__Exercise__
Give the data below as a two-column CSV with the headers "text" and "answer". Each row pairs one full wording with its answer, each in its own double-quoted field, every line break turned into a space, and all of the data included.

__Data to use__
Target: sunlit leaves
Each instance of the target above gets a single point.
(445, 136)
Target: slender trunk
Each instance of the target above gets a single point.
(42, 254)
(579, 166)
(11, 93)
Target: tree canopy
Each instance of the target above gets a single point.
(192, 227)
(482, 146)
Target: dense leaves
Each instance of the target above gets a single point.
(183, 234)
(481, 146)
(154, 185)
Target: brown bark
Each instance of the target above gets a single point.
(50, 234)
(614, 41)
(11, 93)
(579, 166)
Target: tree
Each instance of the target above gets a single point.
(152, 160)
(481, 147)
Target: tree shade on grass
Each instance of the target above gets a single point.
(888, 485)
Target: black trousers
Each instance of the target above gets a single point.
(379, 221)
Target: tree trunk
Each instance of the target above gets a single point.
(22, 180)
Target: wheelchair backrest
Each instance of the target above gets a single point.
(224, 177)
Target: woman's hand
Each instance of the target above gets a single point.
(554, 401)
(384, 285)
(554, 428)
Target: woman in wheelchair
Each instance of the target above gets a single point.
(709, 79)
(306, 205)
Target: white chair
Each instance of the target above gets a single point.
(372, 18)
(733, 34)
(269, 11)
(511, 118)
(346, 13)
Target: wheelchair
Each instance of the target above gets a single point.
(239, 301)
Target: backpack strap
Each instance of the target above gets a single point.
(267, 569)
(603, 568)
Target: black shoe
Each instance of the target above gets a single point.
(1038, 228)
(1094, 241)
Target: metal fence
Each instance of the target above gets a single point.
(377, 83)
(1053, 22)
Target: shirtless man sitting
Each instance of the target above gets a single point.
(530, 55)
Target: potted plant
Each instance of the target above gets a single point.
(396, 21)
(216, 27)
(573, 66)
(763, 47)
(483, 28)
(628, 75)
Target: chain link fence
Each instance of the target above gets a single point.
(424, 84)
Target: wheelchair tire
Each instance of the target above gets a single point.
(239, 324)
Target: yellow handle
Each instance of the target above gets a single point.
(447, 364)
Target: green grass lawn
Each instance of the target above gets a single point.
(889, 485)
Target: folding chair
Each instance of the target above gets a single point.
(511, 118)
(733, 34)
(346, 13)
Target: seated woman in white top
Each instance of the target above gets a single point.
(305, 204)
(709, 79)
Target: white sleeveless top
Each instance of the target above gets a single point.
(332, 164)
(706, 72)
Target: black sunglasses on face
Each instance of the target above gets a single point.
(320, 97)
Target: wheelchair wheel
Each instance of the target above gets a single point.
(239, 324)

__Response to the task__
text,answer
"Target: sunlit leaves Each instance of the target above gets a single point.","(445, 136)"
"Target: slender trunk Each instance of the target above gets a single point.","(42, 254) (579, 166) (11, 93)"
"Target: tree canopy Each instance of the target above gets a single point.","(192, 227) (482, 146)"
"Target: dense leaves Each instance of the target above gets a single point.","(183, 234) (481, 146) (154, 185)"
"Target: brown bark Each instance of the target above gets a single point.","(50, 234) (614, 41) (11, 93) (579, 166)"
"Target: tree Each instance of the target above gets a single point.","(152, 160) (481, 147)"
"Target: tree shade on grass Each instance of the target above gets a single point.","(888, 485)"
"Target: black trousers Each instance of the target above gets a single point.","(379, 221)"
"Target: tree trunk Each instance of the target above gets a single point.","(22, 180)"
"Target: wheelchair backrest Each instance of the target above gets a single point.","(224, 177)"
"Target: woman's hand Each instance of the target above gets a single point.","(554, 401) (384, 285) (554, 428)"
"Target: woman in wheelchair Each instance of the target above gets a single point.","(709, 79) (306, 205)"
"Target: white chair Each instance of the target above gets a single point.","(372, 18) (733, 34) (269, 11) (511, 118) (346, 13)"
"Target: wheelchair Each instance of the target above gets a single point.","(239, 301)"
"Target: backpack strap Each instance of the target above gets a single point.","(267, 569) (603, 568)"
"Target: black shoe Each instance of the target above gets a single point.","(1038, 228) (1094, 241)"
"Target: metal fence Each instance of the target above gets a single point.","(377, 83) (1053, 22)"
"Target: shirtless man sitting Each instance of the target above gets a single point.","(530, 55)"
"Target: potted plant Each instance of the target above gets a single point.","(396, 21) (216, 27) (573, 66) (763, 47) (483, 28) (628, 75)"
"Target: chain link fence Each instance of the target above gets a single point.","(424, 84)"
"Target: wheelchair tire Each instance of the target above gets a single point.","(239, 324)"
"Target: yellow handle Each instance of the target above gets a single point.","(447, 364)"
"Target: green grass lawn Each instance of the target above gets a single point.","(889, 485)"
"Target: folding chair Each instance of the target above gets a single point.","(511, 118) (733, 34) (346, 13)"
"Target: seated woman in white top Each instance of the target above gets a single point.","(305, 204) (709, 79)"
"Target: white sleeveless top Each instance of the target above gets a single point.","(332, 164) (706, 72)"
"Target: black sunglasses on face Each instance of the target above gets a single point.","(320, 97)"
"Target: wheelchair wheel Each instance of the target above gets a single point.","(239, 324)"